Objectif de la tâche - Poursuivez le texte sur le rapport du Réseau Action Climat consacré aux dépenses publiques néfastes pour le climat, à partir de sa dernière phrase.

Extrait présenté -
Nos impôts financent le changement climatique. C’est ce que montre le Réseau Action Climat (RAC) dans un rapport publié mardi 6 décembre. L’association a établi un panorama des dépenses néfastes pour le climat et l’environnement prévues dans le budget de l’État pour 2023. Résultat : au moins 67 milliards d’euros d’argent public seront dépensés pour financer des mesures délétères.
Ce chiffre diffère grandement de ceux du « budget vert » de l’État, qui évalue chaque année ses dépenses défavorables à l’environnement. Pour 2023, ces dernières étaient estimées par le gouvernement à 10,7 milliards d’euros. Un écart dû à une différence de méthodologie. « Certaines dépenses néfastes sont déclassées ou n’ont jamais été répertoriées dans les annexes du budget de l’État, sur lesquelles le budget vert se base », explique Émeline Notari, responsable des politiques climatiques au sein du RAC. Certaines dépenses ont par ailleurs été calculées en net par le gouvernement, et en brut par l’association.
Les effets du bouclier tarifaire
Premier poste de dépenses toxiques, selon le RAC : le bouclier tarifaire, c’est-à-dire l’éventail de mesures mises en place par le gouvernement pour faire face à l’envolée des prix de l’énergie. Selon les calculs de l’association, son coût s’élèverait à 45 milliards d’euros en 2023 (33,8 milliards pour les aides à la consommation d’électricité, et 11,1 milliards pour le gaz).
« Il est évident que nous ne pouvions nous passer de mesures permettant aux ménages fragilisés de faire face à l’inflation grandissante sur l’énergie, reconnaît le rapport. Toutefois, il faut que ces mécanismes de soutien apportent de réelles solutions aux ménages qui en ont le plus besoin, ce qui n’est pas forcément le cas du bouclier tarifaire. »

Lignes extraites -

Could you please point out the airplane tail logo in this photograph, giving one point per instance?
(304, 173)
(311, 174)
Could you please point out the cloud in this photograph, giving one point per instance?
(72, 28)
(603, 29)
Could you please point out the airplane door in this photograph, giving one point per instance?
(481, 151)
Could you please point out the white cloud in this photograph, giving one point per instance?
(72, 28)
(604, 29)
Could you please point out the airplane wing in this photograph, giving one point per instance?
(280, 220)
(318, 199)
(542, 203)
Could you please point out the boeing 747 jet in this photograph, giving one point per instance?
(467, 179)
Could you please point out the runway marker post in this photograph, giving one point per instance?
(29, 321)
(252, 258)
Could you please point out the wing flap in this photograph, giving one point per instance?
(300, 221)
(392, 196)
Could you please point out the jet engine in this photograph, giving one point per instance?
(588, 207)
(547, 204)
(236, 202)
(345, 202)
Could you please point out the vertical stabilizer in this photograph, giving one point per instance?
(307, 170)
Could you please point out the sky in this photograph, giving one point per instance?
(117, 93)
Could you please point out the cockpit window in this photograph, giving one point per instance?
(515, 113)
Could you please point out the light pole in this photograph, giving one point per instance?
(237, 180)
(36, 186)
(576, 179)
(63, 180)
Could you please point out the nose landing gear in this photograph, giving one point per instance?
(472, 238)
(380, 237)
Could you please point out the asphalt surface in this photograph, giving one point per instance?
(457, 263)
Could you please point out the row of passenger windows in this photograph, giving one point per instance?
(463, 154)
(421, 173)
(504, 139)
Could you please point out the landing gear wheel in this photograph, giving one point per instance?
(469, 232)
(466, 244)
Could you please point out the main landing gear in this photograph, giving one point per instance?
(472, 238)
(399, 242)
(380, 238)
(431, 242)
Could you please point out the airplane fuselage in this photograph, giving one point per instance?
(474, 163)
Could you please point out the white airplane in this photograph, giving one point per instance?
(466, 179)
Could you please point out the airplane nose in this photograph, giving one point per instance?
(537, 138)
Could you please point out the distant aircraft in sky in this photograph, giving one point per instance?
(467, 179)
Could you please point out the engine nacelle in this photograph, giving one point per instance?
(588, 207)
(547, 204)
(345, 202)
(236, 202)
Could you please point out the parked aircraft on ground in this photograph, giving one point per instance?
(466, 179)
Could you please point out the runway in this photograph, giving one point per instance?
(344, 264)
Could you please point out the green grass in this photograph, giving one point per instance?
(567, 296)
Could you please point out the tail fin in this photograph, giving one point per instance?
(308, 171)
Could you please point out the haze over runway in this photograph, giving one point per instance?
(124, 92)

Réponse attendue -
« Le bouclier tarifaire a davantage bénéficié aux ménages qui ont les plus hauts revenus, explique Émeline Notari, citant les résultats d’études menées par l’Insee et Asterès. Les ménages aisés ont souvent de plus grands logements, avec un haut niveau de chauffage. Très souvent, ce sont des personnes qui ne sont pas en situation de précarité énergétique et ne réduisent pas leur consommation d’électricité. Les personnes en situation de précarité énergétique, au contraire, ont déjà des pratiques de sobriété, et leurs factures d’électricité restent malgré tout très importantes. Le bouclier tarifaire ne leur suffit pas. »
Selon l’association, d’autres aides plus justes socialement auraient pu être mises en place, par exemple une tarification duale de l’énergie. Des mesures plus pérennes sont également nécessaires, comme la rénovation thermique des bâtiments. « Pour le moment, le gouvernement n’agit que par à-coups, déplore Émeline Notari. Investir dans la transition et aider les ménages à sortir de leur précarité énergétique de manière durable, c’est se prémunir des crises de demain et augmenter la résilience de la France. »
Niches fiscales
L’association dresse également un inventaire des niches fiscales sur les taxes sur les énergies fossiles et la consommation d’énergie. L’exonération de taxation sur le kérosène, par exemple, grève le budget de l’État de 3,6 milliards d’euros, selon son analyse ; la différence de taxation entre le diesel et l’essence représente quant à elle un trou de 1,6 milliard d’euros.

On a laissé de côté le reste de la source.